◆ Problem requirements ◆
In the copy, include every record below exactly as it appears, but no pictures.

◆ Data for analysis ◆

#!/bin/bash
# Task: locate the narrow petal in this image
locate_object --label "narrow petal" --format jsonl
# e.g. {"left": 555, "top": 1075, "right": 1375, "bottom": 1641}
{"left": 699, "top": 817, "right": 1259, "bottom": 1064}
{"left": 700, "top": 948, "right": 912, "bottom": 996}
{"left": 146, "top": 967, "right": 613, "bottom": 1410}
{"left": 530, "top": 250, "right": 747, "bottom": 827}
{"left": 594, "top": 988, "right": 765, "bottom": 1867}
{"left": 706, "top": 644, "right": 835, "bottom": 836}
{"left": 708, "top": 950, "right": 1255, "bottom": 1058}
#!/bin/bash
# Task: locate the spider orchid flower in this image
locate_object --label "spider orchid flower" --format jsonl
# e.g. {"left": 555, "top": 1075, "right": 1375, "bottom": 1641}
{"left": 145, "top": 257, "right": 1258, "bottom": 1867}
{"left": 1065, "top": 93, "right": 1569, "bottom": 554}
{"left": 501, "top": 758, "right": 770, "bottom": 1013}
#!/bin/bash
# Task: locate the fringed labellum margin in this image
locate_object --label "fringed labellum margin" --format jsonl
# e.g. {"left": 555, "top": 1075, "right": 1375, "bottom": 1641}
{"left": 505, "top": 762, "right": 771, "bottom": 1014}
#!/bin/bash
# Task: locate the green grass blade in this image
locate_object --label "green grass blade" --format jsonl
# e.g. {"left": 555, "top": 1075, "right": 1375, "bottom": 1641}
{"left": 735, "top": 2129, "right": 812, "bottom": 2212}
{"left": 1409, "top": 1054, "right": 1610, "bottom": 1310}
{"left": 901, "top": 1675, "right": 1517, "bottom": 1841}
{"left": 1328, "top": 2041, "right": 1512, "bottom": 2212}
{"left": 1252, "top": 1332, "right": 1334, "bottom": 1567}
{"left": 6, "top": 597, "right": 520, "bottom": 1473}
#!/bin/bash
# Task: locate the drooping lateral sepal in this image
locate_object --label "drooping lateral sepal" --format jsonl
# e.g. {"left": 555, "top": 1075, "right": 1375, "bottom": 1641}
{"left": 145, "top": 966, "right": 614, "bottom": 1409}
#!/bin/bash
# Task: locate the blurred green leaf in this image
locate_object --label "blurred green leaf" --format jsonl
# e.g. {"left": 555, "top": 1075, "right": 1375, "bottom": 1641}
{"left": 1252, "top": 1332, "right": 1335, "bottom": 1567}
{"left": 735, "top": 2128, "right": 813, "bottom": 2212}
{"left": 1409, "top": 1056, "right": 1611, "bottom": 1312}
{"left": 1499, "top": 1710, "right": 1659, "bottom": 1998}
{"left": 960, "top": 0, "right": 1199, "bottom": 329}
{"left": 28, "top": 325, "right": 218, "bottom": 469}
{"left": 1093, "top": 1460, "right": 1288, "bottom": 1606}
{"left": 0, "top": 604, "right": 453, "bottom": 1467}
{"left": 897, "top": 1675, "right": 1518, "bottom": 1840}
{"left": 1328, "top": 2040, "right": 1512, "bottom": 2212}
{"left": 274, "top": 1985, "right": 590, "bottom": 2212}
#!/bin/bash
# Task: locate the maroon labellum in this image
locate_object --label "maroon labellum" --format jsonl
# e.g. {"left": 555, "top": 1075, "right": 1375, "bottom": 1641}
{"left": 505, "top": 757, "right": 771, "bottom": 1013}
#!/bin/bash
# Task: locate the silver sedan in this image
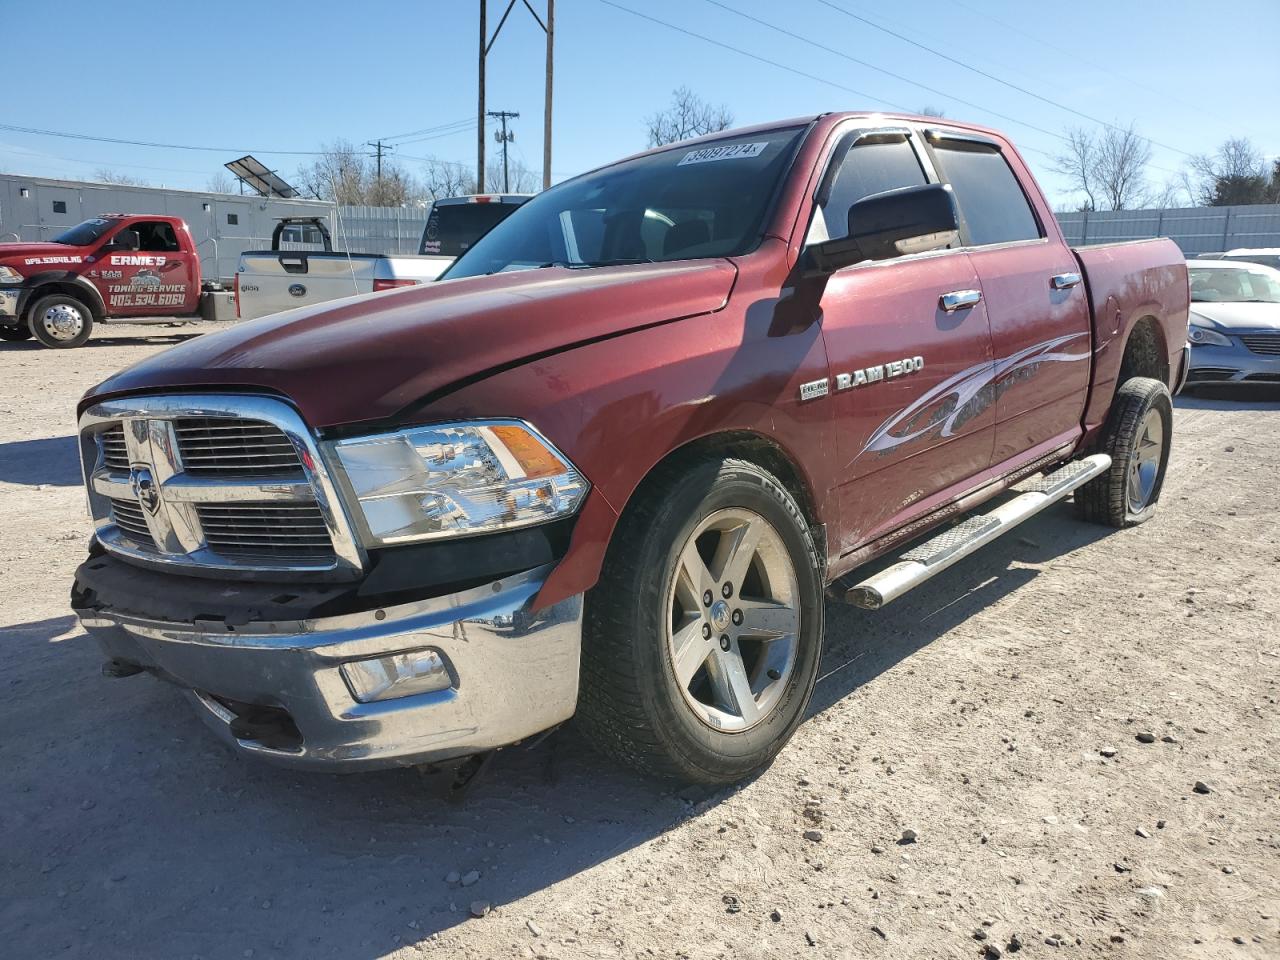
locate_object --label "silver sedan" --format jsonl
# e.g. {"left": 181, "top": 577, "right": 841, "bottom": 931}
{"left": 1185, "top": 260, "right": 1280, "bottom": 387}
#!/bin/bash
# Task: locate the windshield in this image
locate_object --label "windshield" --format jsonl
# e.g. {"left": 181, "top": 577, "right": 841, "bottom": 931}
{"left": 420, "top": 200, "right": 524, "bottom": 257}
{"left": 1189, "top": 265, "right": 1280, "bottom": 304}
{"left": 52, "top": 218, "right": 118, "bottom": 246}
{"left": 443, "top": 127, "right": 806, "bottom": 279}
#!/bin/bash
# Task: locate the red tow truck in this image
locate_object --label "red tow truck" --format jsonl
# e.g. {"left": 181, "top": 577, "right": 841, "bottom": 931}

◆ Response ◆
#!/bin/bash
# Task: locate the narrow petal in this image
locate_object --label "narrow petal" --format jsonl
# e.g. {"left": 555, "top": 1075, "right": 1375, "bottom": 1641}
{"left": 699, "top": 817, "right": 1259, "bottom": 1064}
{"left": 700, "top": 948, "right": 912, "bottom": 996}
{"left": 146, "top": 967, "right": 613, "bottom": 1410}
{"left": 530, "top": 250, "right": 747, "bottom": 827}
{"left": 594, "top": 988, "right": 765, "bottom": 1867}
{"left": 706, "top": 644, "right": 835, "bottom": 836}
{"left": 708, "top": 950, "right": 1255, "bottom": 1058}
#!/bin/bash
# Task: locate the spider orchid flower in this image
locate_object --label "spider orchid flower" --format jsonl
# e.g. {"left": 555, "top": 1075, "right": 1375, "bottom": 1641}
{"left": 145, "top": 257, "right": 1258, "bottom": 1867}
{"left": 1065, "top": 93, "right": 1569, "bottom": 554}
{"left": 501, "top": 758, "right": 770, "bottom": 1013}
#!/bin/bash
# Task: locate the fringed labellum margin in this image
locate_object --label "fringed labellum margin" --format jsonl
# e.g. {"left": 555, "top": 1075, "right": 1375, "bottom": 1641}
{"left": 505, "top": 762, "right": 771, "bottom": 1014}
#!/bin/bash
# Task: locate the green grass blade in this image
locate_object --label "green grass blade" --format jsonl
# e.g. {"left": 555, "top": 1075, "right": 1375, "bottom": 1641}
{"left": 735, "top": 2129, "right": 812, "bottom": 2212}
{"left": 1409, "top": 1054, "right": 1610, "bottom": 1310}
{"left": 901, "top": 1675, "right": 1517, "bottom": 1841}
{"left": 1328, "top": 2041, "right": 1512, "bottom": 2212}
{"left": 1252, "top": 1332, "right": 1334, "bottom": 1567}
{"left": 6, "top": 597, "right": 520, "bottom": 1473}
#!/bin/bash
# Task: locate the drooping lateral sepal in this image
locate_object --label "drooping lateral sepal" --format jsonl
# e.g. {"left": 555, "top": 1075, "right": 1375, "bottom": 1641}
{"left": 145, "top": 966, "right": 614, "bottom": 1409}
#!/bin/bash
# Task: locate the blurred green leaf in this image
locate_object --label "blurred green leaf" --format jsonl
# e.g. {"left": 555, "top": 1075, "right": 1375, "bottom": 1641}
{"left": 1252, "top": 1332, "right": 1335, "bottom": 1567}
{"left": 735, "top": 2128, "right": 813, "bottom": 2212}
{"left": 1409, "top": 1056, "right": 1611, "bottom": 1312}
{"left": 1499, "top": 1710, "right": 1659, "bottom": 1998}
{"left": 960, "top": 0, "right": 1199, "bottom": 329}
{"left": 28, "top": 325, "right": 218, "bottom": 469}
{"left": 1093, "top": 1460, "right": 1288, "bottom": 1606}
{"left": 0, "top": 604, "right": 453, "bottom": 1467}
{"left": 897, "top": 1675, "right": 1518, "bottom": 1840}
{"left": 1328, "top": 2040, "right": 1512, "bottom": 2212}
{"left": 274, "top": 1985, "right": 590, "bottom": 2212}
#!/bin/bash
# Task: locate the maroon labellum in this image
locate_object --label "maroon labellum" --format jsonl
# e.g. {"left": 555, "top": 1075, "right": 1375, "bottom": 1641}
{"left": 505, "top": 757, "right": 771, "bottom": 1013}
#!/bin/bash
# Task: locate the silver sedan in this image
locate_object --label "silver sedan" --format jsonl
# e.g. {"left": 181, "top": 577, "right": 841, "bottom": 931}
{"left": 1185, "top": 260, "right": 1280, "bottom": 387}
#!/bin/bash
# Task: locate the windshield in this image
locate_object --label "windshield" --format jsonl
# e.g. {"left": 181, "top": 577, "right": 841, "bottom": 931}
{"left": 420, "top": 200, "right": 524, "bottom": 257}
{"left": 1189, "top": 265, "right": 1280, "bottom": 304}
{"left": 52, "top": 218, "right": 118, "bottom": 246}
{"left": 443, "top": 127, "right": 806, "bottom": 279}
#!/bin/bash
# Task: locate the red tow truck in this image
locate_object --label "red tow truck" --format jsonl
# e.g. {"left": 181, "top": 577, "right": 841, "bottom": 931}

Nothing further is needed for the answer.